═══ Source information ═══

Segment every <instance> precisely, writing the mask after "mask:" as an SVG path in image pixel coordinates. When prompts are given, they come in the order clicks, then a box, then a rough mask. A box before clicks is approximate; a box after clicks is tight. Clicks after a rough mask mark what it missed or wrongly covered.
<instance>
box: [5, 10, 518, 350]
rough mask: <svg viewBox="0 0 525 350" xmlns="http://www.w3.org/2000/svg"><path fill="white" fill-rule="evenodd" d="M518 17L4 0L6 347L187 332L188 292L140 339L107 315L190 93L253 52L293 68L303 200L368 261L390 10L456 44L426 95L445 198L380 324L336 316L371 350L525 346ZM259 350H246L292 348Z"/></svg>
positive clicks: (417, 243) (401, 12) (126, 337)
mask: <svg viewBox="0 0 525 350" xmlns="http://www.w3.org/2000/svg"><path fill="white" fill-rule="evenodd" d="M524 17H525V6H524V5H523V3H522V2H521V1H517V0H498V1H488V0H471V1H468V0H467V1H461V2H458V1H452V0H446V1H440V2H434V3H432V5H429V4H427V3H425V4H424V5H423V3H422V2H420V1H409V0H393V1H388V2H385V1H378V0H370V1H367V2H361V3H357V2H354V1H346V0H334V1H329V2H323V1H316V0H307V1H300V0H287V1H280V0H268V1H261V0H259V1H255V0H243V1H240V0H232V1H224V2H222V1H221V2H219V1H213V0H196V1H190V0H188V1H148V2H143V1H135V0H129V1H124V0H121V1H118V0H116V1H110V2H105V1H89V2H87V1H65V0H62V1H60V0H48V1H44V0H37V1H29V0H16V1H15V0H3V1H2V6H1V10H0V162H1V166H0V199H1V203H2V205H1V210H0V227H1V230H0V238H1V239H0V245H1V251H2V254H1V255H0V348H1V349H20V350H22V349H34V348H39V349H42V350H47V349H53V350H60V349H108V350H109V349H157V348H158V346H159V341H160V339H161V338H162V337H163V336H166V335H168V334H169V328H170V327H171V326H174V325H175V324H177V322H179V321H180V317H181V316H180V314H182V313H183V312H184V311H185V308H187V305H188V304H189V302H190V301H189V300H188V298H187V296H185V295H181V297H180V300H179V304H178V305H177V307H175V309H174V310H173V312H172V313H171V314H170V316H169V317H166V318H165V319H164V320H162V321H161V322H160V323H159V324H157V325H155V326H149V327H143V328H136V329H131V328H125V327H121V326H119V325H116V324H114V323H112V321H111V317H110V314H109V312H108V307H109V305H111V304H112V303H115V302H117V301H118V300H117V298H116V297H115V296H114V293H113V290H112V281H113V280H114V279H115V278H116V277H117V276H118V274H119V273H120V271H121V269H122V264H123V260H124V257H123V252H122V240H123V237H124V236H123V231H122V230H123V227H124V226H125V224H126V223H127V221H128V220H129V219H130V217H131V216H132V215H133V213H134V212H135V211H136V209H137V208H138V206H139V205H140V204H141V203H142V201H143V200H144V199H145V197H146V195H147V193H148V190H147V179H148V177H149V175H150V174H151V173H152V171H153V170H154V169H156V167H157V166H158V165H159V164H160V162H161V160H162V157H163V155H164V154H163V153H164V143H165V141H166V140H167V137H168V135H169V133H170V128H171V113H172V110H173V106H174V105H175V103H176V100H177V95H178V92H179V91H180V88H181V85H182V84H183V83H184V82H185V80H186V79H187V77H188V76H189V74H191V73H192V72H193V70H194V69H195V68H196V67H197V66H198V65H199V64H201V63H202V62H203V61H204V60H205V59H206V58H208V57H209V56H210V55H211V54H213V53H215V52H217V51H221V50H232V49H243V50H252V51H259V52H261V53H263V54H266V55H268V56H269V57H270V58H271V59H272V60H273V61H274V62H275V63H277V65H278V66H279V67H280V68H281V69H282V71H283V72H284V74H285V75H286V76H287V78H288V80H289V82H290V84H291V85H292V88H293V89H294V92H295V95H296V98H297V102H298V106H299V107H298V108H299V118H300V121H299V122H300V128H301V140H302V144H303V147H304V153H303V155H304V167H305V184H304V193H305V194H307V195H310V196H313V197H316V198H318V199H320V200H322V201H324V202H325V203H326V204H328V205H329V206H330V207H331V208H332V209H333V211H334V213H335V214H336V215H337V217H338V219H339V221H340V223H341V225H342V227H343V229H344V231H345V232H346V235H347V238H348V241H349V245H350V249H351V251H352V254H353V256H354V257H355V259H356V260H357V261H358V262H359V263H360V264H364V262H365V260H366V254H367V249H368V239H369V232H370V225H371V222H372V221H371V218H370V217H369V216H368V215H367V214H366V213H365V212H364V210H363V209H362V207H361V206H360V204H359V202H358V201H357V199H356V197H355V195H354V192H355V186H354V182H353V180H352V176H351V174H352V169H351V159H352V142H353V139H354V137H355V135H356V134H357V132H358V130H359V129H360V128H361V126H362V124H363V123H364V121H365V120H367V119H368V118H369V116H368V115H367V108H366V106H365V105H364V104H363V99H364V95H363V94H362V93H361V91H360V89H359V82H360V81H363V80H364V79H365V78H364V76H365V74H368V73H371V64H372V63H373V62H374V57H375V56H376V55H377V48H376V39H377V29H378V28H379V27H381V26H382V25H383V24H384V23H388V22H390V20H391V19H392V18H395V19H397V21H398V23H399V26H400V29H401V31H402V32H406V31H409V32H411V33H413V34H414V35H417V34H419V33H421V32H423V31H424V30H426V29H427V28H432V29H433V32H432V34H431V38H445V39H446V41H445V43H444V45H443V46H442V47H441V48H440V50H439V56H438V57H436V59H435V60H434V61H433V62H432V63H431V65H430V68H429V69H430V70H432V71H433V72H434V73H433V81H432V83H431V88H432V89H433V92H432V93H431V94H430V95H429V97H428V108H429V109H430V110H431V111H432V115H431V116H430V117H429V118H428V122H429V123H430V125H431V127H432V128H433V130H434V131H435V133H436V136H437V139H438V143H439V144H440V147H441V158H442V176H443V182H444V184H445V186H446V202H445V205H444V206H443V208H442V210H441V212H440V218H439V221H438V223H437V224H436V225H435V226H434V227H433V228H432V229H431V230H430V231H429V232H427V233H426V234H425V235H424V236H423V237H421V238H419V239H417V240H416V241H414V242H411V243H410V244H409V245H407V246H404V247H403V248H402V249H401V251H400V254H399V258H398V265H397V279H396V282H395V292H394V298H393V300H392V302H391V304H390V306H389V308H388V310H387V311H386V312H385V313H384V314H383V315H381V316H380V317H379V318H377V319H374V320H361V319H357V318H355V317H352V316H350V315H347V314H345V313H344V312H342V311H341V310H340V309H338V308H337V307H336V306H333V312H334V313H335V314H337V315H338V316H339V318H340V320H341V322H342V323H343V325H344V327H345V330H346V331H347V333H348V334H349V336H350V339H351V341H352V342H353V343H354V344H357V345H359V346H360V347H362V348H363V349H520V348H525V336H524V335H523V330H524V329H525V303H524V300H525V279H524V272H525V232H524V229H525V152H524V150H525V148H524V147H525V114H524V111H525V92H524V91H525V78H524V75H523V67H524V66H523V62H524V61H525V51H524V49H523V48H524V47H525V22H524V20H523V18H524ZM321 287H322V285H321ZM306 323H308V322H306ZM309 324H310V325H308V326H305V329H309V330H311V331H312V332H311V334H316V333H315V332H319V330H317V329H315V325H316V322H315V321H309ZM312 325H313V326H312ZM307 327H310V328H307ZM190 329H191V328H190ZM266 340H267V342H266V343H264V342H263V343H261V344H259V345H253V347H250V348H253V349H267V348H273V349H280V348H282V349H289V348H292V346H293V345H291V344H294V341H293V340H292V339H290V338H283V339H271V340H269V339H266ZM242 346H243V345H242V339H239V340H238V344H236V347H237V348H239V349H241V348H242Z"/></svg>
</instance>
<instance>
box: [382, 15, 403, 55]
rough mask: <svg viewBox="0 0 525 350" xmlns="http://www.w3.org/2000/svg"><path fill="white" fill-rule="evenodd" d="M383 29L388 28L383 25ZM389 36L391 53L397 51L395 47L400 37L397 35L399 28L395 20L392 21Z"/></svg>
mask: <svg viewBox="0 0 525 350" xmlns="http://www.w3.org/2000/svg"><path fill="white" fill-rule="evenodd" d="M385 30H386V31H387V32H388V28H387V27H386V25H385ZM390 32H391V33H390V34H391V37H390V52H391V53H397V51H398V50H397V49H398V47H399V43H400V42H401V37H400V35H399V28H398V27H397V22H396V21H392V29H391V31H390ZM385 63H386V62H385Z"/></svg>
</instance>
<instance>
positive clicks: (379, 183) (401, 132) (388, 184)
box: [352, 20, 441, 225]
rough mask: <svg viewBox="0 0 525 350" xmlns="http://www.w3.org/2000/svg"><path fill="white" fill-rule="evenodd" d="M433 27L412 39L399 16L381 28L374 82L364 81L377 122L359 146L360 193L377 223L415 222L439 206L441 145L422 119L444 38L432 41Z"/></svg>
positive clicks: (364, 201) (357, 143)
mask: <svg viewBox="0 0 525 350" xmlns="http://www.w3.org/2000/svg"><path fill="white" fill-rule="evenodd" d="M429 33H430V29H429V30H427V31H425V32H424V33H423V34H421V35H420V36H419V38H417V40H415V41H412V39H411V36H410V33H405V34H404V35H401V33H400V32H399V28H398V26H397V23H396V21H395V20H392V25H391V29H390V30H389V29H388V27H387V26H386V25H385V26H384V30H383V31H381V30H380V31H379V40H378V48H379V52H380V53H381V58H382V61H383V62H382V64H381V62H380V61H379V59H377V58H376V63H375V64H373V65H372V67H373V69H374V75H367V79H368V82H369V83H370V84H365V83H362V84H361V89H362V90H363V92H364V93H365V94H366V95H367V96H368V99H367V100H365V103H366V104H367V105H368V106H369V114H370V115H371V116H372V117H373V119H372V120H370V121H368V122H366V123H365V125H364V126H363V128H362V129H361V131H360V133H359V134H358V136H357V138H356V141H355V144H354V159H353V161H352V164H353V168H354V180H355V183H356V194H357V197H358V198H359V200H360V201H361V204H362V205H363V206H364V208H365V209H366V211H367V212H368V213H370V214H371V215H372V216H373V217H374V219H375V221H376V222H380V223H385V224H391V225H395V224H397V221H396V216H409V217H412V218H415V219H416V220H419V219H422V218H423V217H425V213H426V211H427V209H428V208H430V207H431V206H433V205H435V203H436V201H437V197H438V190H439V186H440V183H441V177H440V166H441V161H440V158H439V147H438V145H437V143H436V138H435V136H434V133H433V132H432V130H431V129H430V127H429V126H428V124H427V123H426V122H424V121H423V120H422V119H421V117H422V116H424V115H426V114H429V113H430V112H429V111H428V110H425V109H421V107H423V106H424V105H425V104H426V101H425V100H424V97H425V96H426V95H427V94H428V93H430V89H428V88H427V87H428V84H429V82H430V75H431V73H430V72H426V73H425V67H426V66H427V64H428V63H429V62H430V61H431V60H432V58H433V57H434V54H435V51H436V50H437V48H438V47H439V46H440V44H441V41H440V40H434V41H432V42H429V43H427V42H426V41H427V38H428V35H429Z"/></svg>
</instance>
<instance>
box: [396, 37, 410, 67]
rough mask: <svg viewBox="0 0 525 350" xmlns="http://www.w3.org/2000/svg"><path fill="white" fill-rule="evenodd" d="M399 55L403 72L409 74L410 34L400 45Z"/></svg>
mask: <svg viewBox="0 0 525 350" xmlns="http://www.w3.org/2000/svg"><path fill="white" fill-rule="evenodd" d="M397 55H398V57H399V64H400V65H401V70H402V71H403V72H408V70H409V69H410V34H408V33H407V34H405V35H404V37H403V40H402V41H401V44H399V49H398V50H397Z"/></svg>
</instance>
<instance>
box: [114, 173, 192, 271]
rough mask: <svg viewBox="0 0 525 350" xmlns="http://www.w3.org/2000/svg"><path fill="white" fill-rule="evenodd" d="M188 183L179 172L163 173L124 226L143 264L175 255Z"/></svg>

═══

» Your objective:
Produce only the lines from the line containing "box: [5, 10, 518, 350]" through the line containing "17L4 0L6 347L187", inclusive of both, exactly as they stand in the entries above.

» Solution:
box: [5, 10, 518, 350]
rough mask: <svg viewBox="0 0 525 350" xmlns="http://www.w3.org/2000/svg"><path fill="white" fill-rule="evenodd" d="M518 17L4 0L6 347L187 332L188 292L140 339L107 315L190 93L253 52L293 68L303 200L368 261L390 10L456 44L426 95L445 198L380 324L336 316L371 350L525 346ZM259 350H246L292 348Z"/></svg>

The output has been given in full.